ARTICLE:
====
# Ballistic Precision Classification

## Contents

## Introduction

Ballistic Precision Classification™ is a mathematically rigorous system for describing and understanding the precision of ballistic tools like rifles. It provides information that is:

- Useful and easy for consumers to understand
- Straightforward for enthusiasts and builders to calculate
- Statistically sound enough for experts to validate

*For more background see Why BPC.*

All firearms and components can be assigned a Ballistic Precision Class™ (BPC™), which fully characterizes their accuracy potential. Lower numbers are better. In practice, the lowest possible BPC is 1. (A theoretically perfect rifle system that always puts every shot through the same hole would be BPC 0.)
====
EXERCISE TASK 1: Reproduce the part of the Ballistic Precision Classification page that opens with the words containing "All firearms and" and closes with "would be BPC 0.)".
EXERCISE TASK 2:
Answer these questions from the Ballistic Precision Classification page:
(a) Who is the information meant to be statistically sound enough to validate?
(b) Are lower or higher BPC numbers better?
(c) What BPC would a theoretically perfect rifle system have?
EXERCISE TASK 3: Turn the paragraph of the Ballistic Precision Classification page beginning "All firearms and components" into a short list that keeps its main facts.
Answer from this page alone, using no outside sources.
====
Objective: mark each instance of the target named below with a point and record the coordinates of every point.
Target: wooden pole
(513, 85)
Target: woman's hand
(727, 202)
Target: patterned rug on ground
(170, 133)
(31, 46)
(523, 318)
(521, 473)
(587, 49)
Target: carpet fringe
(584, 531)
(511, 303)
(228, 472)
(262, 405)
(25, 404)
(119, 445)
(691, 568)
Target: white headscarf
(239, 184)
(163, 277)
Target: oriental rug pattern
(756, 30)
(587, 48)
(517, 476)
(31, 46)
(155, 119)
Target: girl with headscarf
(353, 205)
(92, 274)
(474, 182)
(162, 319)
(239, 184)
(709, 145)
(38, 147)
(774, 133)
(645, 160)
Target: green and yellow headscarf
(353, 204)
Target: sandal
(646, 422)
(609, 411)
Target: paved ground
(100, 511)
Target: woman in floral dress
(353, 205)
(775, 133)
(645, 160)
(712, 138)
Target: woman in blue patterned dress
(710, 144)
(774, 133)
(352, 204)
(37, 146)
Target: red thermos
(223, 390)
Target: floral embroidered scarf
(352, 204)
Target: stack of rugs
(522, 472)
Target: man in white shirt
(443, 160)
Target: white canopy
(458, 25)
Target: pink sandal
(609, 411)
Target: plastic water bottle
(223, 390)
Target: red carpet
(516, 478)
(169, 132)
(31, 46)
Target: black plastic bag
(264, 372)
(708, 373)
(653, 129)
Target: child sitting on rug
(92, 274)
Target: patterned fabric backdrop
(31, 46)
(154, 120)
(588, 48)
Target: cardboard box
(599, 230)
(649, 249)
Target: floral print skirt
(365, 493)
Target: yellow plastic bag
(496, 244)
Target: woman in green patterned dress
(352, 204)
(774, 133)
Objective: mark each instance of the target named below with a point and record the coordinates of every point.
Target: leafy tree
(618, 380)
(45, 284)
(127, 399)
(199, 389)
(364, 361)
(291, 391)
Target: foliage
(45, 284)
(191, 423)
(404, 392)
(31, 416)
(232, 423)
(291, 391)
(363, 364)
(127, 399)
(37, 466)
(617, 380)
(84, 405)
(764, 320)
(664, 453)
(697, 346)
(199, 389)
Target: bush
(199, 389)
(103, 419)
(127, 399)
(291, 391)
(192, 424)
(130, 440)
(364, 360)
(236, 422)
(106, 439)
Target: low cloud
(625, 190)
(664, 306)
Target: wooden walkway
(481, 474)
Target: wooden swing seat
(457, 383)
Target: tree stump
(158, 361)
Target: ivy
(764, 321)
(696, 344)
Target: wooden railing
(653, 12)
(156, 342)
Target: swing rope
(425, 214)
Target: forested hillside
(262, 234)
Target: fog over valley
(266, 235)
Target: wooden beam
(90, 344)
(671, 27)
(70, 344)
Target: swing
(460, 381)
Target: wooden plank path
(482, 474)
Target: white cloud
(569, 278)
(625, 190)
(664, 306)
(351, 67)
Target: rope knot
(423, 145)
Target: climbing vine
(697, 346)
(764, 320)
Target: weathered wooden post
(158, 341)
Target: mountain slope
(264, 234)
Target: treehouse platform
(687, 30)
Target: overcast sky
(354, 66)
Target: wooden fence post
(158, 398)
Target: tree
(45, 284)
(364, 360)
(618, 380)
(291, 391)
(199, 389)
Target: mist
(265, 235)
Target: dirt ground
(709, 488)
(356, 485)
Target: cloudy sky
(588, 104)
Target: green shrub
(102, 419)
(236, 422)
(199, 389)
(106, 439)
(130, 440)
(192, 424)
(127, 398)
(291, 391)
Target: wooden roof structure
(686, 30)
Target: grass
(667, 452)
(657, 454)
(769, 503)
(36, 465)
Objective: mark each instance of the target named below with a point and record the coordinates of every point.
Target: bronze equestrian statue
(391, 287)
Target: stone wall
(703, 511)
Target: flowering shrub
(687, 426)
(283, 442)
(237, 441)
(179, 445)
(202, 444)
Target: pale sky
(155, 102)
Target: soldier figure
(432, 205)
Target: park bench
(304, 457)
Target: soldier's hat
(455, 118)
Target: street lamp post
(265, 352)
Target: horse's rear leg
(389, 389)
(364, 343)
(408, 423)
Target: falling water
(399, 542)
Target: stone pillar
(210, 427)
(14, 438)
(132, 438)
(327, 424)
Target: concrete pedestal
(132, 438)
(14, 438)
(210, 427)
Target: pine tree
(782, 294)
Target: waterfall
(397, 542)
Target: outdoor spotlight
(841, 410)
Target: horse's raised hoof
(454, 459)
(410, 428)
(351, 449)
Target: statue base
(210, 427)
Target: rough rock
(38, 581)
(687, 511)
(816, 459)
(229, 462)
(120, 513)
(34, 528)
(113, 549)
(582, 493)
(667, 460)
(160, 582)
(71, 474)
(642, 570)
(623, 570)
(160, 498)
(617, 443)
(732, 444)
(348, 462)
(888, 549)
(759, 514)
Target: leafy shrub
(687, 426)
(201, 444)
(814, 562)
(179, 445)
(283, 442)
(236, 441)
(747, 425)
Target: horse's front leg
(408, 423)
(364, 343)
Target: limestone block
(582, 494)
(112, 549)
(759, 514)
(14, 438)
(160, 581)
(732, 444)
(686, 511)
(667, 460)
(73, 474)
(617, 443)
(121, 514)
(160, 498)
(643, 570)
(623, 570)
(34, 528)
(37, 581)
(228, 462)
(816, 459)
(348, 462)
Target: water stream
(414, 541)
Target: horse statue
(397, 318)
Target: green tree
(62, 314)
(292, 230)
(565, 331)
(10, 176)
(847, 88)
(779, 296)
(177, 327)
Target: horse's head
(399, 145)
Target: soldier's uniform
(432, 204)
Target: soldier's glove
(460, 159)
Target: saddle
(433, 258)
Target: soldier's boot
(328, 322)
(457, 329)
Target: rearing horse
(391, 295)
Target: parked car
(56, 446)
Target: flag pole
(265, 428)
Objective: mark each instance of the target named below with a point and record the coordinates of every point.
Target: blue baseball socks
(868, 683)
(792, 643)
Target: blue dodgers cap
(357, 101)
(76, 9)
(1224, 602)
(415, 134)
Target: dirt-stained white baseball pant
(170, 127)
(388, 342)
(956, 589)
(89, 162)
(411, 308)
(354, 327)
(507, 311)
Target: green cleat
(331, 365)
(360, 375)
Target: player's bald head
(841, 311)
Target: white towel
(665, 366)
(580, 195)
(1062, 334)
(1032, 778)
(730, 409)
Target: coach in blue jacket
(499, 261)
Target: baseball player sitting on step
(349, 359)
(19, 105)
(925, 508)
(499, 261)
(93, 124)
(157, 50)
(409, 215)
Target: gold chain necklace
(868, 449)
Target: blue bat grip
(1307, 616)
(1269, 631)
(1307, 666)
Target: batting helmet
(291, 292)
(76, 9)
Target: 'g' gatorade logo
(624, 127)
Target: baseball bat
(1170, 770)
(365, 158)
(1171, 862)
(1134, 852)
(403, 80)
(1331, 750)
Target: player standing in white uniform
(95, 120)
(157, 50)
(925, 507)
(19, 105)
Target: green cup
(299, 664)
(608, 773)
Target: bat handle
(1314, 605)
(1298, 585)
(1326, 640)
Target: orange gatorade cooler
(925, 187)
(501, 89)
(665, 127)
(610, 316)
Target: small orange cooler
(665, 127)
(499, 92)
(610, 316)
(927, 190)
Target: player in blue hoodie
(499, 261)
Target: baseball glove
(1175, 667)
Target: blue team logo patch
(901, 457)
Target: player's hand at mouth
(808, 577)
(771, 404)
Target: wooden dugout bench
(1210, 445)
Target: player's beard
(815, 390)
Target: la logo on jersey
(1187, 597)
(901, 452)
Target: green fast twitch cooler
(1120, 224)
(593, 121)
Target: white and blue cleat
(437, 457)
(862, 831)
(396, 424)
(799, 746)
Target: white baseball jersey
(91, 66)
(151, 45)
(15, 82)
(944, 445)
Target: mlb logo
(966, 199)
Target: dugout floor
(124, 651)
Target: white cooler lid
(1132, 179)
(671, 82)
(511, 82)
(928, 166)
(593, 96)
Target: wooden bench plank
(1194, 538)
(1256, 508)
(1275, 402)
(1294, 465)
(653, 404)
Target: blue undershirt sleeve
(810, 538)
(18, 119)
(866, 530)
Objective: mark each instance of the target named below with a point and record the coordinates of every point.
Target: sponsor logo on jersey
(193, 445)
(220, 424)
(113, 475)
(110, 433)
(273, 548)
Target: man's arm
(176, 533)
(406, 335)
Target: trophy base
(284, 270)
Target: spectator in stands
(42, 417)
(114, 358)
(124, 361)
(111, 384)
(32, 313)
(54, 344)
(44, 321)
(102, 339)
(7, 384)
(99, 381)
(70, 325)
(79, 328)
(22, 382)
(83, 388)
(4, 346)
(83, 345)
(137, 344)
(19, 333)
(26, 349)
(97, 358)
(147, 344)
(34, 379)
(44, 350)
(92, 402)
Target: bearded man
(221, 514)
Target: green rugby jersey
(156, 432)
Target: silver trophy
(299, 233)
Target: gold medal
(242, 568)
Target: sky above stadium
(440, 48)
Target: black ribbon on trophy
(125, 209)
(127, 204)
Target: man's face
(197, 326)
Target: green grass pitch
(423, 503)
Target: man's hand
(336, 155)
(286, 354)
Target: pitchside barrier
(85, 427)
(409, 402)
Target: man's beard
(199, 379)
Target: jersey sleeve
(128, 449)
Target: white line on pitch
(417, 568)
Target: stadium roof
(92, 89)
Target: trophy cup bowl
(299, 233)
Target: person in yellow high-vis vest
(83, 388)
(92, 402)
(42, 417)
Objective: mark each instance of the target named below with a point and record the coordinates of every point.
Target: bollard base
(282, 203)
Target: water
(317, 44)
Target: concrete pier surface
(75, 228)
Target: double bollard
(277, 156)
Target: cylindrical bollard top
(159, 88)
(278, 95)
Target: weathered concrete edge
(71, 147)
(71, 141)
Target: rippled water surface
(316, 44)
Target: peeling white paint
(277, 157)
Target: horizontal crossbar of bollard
====
PROBLEM SOLUTION 1:
All firearms and components can be assigned a Ballistic Precision Class™ (BPC™), which fully characterizes their accuracy potential. Lower numbers are better. In practice, the lowest possible BPC is 1. (A theoretically perfect rifle system that always puts every shot through the same hole would be BPC 0.)

PROBLEM SOLUTION 2:
(a) Experts.
(b) Lower numbers are better.
(c) BPC 0.

PROBLEM SOLUTION 3:
- Every firearm and component can be assigned a Ballistic Precision Class (BPC), which fully characterizes its accuracy potential.
- Lower numbers are better.
- In practice, the lowest possible BPC is 1.
- A theoretically perfect rifle system that always puts every shot through the same hole would be BPC 0.